HOW TO COMPLETE THIS TASK :: The full listing should be set down again precisely.

---------- RECORDED INFORMATION

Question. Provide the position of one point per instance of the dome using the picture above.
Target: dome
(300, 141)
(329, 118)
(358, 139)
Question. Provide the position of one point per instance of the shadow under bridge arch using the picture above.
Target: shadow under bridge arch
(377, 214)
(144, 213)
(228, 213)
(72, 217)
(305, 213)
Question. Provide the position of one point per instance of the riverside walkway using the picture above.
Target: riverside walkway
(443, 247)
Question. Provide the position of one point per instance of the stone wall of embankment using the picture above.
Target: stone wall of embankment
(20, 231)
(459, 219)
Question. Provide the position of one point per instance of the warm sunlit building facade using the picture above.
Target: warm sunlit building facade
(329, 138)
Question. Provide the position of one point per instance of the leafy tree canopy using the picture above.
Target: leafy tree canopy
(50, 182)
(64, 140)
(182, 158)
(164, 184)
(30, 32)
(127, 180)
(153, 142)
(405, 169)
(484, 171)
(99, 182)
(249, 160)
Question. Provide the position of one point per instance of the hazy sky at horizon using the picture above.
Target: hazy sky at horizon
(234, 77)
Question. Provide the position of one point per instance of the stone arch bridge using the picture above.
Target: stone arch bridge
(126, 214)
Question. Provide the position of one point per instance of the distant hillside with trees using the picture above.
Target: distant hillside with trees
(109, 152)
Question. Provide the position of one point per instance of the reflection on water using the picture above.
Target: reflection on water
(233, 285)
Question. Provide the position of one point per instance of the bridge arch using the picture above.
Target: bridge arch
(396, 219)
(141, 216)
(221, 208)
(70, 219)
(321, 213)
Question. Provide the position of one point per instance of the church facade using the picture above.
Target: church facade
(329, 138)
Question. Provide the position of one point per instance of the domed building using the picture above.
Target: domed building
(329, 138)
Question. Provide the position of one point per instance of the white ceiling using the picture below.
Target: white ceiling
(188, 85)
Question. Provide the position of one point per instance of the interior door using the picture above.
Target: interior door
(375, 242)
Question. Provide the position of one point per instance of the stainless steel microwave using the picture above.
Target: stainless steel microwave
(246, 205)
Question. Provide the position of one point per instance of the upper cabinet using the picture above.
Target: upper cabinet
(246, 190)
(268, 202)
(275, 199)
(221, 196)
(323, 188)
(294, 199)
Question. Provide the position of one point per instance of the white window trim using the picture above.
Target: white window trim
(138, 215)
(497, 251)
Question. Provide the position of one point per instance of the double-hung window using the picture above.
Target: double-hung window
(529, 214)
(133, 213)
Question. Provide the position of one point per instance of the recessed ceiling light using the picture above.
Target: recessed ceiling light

--------------------

COMPLETED EXERCISE ::
Question. Provide the position of one point per instance of the dome using the picture above.
Target: dome
(300, 141)
(329, 118)
(358, 139)
Question. Provide the position of one point per instance of the shadow under bridge arch using the picture above.
Target: shadow under bridge arch
(377, 214)
(144, 213)
(228, 213)
(72, 217)
(305, 213)
Question. Provide the position of one point per instance of the riverside walkway using the picture above.
Target: riverside walkway
(443, 247)
Question. Provide the position of one point per instance of the stone wall of embankment using the picture above.
Target: stone wall of embankment
(20, 231)
(459, 219)
Question. Provide the position of one point per instance of the warm sunlit building facade using the picture above.
Target: warm sunlit building facade
(329, 138)
Question. Provide the position of one point per instance of the leafy tree canopy using the picture above.
Target: leafy tree canopy
(50, 182)
(64, 140)
(182, 158)
(164, 184)
(30, 32)
(127, 180)
(153, 142)
(405, 169)
(484, 171)
(99, 182)
(249, 160)
Question. Provide the position of one point per instance of the hazy sky at horizon using the picture above.
Target: hazy sky at horizon
(234, 77)
Question. Provide the position of one point per instance of the stone arch bridge using the picture above.
Target: stone arch bridge
(126, 214)
Question. Provide the position of one point per instance of the distant hillside with trees using the picture above.
Target: distant hillside with trees
(109, 152)
Question. Provide the position of one point per instance of the reflection on water using the picture above.
Target: reflection on water
(233, 285)
Question. Provide the position of one point per instance of the bridge arch using the picture above.
Target: bridge arch
(396, 219)
(141, 216)
(221, 208)
(70, 219)
(321, 213)
Question. Provide the position of one point per instance of the church facade using the picture above.
Target: church facade
(329, 138)
Question. Provide the position of one point per instance of the domed building using the picture above.
Target: domed building
(329, 138)
Question. Provide the position of one point per instance of the white ceiling using the picture below.
Target: white ceiling
(188, 85)
Question. Provide the position of one point per instance of the interior door using the picture above.
Target: interior door
(375, 242)
Question. Provide the position of one point per instance of the stainless steel microwave using the picture above.
Target: stainless steel microwave
(246, 205)
Question. Provide the position of one point per instance of the upper cabinet using the picture above.
Target: upper cabinet
(246, 190)
(268, 202)
(275, 199)
(221, 196)
(323, 188)
(294, 199)
Question. Provide the position of one point per instance of the white window trim using the picture above.
Target: white window trim
(138, 215)
(497, 251)
Question. Provide the position of one point per instance of the double-hung window using the picture above.
Target: double-hung window
(529, 214)
(133, 213)
Question. Provide the position of one point per instance of the recessed ceiling light using the picture above.
Target: recessed ceiling light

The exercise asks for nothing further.